* **DIRECTION**: Please gather every line in the records below that contains the word "ground" and copy each of those lines in full.

* **LISTING**:
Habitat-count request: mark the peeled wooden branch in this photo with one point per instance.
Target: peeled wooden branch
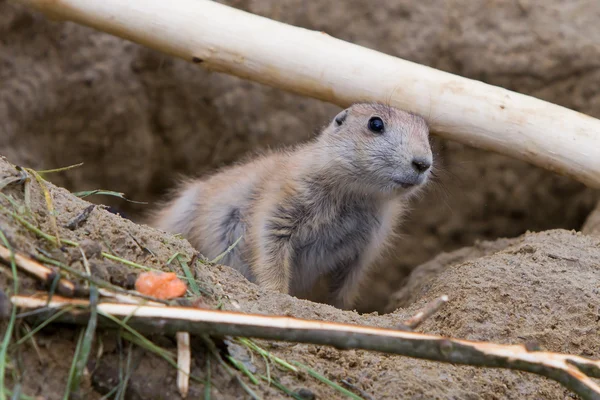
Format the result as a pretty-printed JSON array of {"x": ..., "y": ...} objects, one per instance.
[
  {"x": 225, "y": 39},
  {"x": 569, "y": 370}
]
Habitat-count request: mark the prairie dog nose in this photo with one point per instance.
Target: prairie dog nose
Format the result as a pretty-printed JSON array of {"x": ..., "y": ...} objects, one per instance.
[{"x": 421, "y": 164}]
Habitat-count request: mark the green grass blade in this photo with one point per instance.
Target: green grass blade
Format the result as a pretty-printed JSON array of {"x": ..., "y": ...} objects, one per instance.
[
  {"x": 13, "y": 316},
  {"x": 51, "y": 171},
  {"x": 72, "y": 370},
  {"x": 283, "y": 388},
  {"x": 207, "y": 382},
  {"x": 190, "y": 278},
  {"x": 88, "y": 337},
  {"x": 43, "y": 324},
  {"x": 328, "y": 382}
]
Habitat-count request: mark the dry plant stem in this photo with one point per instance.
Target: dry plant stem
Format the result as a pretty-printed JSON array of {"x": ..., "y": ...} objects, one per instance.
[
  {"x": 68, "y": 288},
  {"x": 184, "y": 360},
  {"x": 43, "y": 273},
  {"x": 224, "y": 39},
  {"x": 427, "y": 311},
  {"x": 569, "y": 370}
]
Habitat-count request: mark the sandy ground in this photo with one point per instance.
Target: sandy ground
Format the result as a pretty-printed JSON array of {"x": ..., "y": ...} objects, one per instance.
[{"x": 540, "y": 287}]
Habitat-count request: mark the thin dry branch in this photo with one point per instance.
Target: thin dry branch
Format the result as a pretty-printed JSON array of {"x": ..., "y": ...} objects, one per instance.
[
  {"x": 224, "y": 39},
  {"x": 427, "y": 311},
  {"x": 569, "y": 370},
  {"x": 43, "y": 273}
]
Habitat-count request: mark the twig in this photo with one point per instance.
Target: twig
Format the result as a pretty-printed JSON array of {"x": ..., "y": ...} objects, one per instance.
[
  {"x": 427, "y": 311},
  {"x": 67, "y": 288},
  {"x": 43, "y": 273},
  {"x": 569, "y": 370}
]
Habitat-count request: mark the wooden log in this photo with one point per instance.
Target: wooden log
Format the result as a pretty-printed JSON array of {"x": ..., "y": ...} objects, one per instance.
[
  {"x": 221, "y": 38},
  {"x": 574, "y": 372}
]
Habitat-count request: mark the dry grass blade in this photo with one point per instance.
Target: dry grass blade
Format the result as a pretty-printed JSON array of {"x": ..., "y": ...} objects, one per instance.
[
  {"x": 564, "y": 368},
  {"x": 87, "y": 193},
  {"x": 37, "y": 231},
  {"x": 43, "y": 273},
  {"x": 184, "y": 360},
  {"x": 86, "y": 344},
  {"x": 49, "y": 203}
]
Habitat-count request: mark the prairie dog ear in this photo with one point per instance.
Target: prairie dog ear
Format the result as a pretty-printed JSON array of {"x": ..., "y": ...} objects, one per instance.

--

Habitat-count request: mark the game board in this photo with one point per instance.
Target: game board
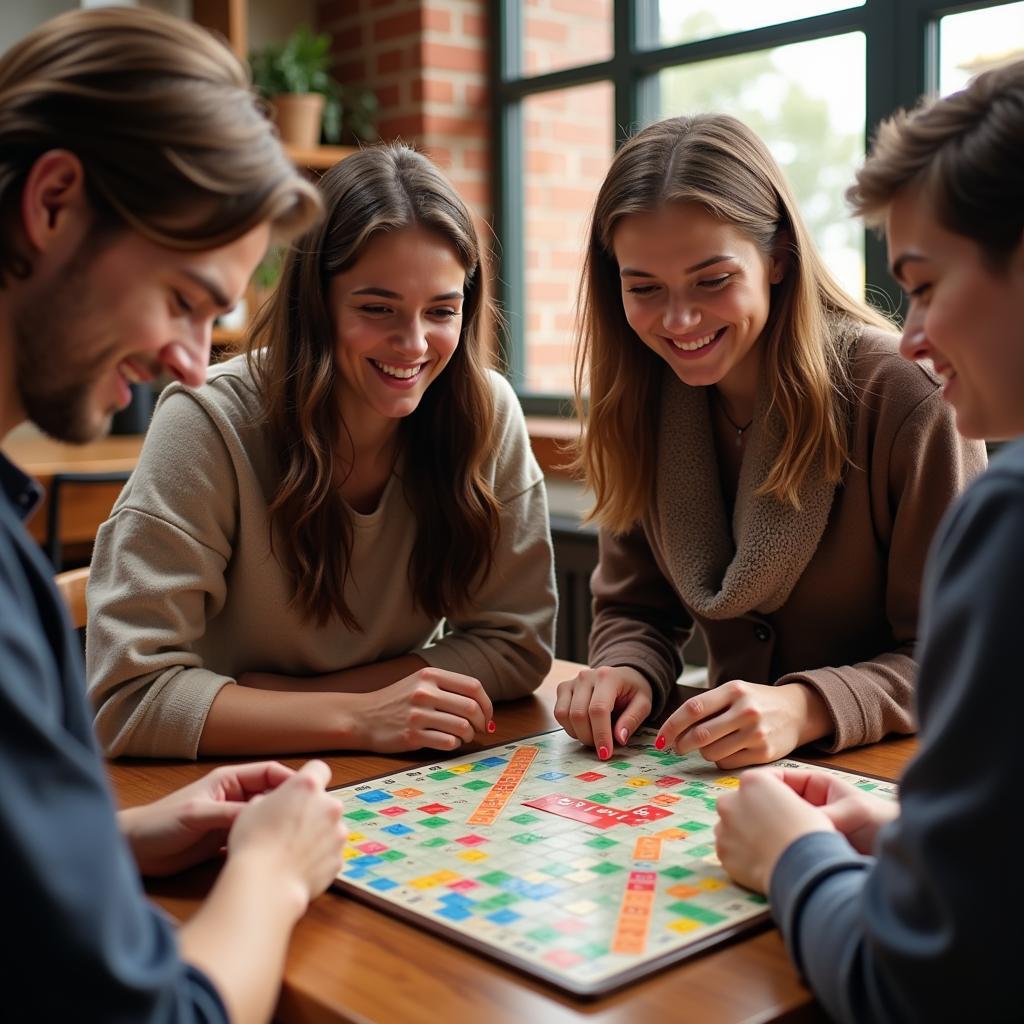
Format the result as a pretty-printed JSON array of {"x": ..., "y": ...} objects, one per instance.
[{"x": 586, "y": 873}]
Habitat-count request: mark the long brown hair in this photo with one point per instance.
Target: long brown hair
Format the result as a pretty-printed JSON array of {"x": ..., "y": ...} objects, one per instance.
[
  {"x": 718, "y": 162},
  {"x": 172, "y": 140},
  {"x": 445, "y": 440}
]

* **WRITTEN ANSWER**:
Habitat-count request: mark the sandy ground in this photo with one point per instance.
Target: sandy ground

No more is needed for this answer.